TASK DESCRIPTION
In the article on Latin America's digital divide, switch "wonderful" to "valuable" and write out the passage again. Begin at the words "Many across the" and stop after "in mobile technologies.".

TEXT BLOCK
Ending Latin America’s Digital Divide

Recent statistics from Internet World Stats rank Latin America at the top for Internet user growth over the last decade. Unfortunately, if we consider Internet penetration ratio as a key factor to analyze usage across the globe, the region is ranked at the bottom.

LATINCOM 2011, the most important conference on communications in Latin America, is scheduled to be held in Belém, Pará, Brazil, from October 24 to 26. It will provide “an opportunity for the Latin American academic and industrial community to present their research in all areas of communications and networking,” according to a promo on the host Website. It will also offer a chance for the rest of the globe to examine and benefit from R&D efforts in the region and create investment opportunities for businesses.

The opportunities in Latin America for sales growth are huge for equipment manufacturers and telecom services providers. Brazil, for instance, is making plans for significant capital expansion in the telecommunications area as it prepares to host the FIFA World Cup in 2014. Paulo Bernardo Silva, the minister of planning and budget, said recently that the government wants Internet access available in 70 percent of Brazilian homes by 2014, compared with today's 27 percent.

As a member of the Technical Program Committee (TPC) for LATINCOM 2011, I have some insight into recent research in the area of how the current digital divide is affecting businesses and individuals in the region. The level of awareness about the utility of the Internet in the region is increasing; governments, enterprises, industry observers, and potential users throughout Latin America recognize the advantages of having access to broadband connections. They have experienced directly the limitations lack of access is imposing on their activities.

Many across the region, for example, believe the Internet is a wonderful tool for supporting and improving public services and businesses. The always-on nature of the Internet could facilitate growth, grease the wheels of economic expansion, and improve educational curricula, as well as healthcare delivery. People across Latin America know the actual potential of the Internet is not what they are seeing because of the limitations imposed by the slow adoption of broadband connections, despite significant progress in mobile technologies.

Unfortunately, despite recent achievements in infrastructure improvements, there are still many obstacles to the fast deployment of broadband connections in Latin America. The mobile networks and civil infrastructure required for antenna deployment are insufficient, creating a sort of digital divide between those who have access to these and those who don't. Companies and research institutions are getting involved in the efforts to eliminate these divides with innovative programs and products for end users in residential and business locations.

(Dataset items)

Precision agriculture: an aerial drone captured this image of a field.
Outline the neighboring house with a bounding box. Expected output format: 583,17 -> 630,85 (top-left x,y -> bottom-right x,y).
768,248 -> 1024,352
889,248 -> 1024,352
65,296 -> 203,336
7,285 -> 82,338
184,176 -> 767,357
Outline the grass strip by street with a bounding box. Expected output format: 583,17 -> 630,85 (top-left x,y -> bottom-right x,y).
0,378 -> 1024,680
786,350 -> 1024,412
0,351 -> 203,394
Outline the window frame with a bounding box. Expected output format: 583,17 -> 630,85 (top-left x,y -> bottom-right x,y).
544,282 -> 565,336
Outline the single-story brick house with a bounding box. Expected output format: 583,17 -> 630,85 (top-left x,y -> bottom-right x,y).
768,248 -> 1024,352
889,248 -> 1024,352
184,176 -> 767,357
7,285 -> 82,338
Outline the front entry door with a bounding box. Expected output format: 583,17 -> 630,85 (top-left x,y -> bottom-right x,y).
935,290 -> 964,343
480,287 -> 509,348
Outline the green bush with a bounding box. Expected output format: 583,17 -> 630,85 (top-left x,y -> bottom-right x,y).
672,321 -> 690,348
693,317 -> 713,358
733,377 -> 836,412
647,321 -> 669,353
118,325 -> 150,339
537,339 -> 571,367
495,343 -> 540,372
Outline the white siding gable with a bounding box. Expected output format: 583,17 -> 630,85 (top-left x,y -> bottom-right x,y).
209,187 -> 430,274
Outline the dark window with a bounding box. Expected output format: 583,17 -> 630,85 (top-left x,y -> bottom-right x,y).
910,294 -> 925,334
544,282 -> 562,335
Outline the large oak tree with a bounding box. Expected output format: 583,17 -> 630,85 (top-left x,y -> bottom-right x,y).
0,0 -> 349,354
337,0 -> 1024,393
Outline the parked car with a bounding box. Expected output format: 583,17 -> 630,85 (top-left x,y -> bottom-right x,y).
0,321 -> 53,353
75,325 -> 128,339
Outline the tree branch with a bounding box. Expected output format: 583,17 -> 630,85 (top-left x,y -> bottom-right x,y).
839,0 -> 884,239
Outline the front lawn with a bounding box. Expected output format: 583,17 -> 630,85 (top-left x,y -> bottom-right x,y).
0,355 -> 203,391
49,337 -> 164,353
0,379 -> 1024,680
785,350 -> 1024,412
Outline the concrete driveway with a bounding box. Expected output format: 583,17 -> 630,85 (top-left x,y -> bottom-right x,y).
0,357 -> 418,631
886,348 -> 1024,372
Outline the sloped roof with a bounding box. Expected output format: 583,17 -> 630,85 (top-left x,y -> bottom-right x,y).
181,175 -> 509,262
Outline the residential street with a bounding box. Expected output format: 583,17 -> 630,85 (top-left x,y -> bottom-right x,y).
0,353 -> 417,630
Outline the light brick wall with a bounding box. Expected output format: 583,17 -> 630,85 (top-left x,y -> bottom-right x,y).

FINISHED TASK
Many across the region, for example, believe the Internet is a valuable tool for supporting and improving public services and businesses. The always-on nature of the Internet could facilitate growth, grease the wheels of economic expansion, and improve educational curricula, as well as healthcare delivery. People across Latin America know the actual potential of the Internet is not what they are seeing because of the limitations imposed by the slow adoption of broadband connections, despite significant progress in mobile technologies.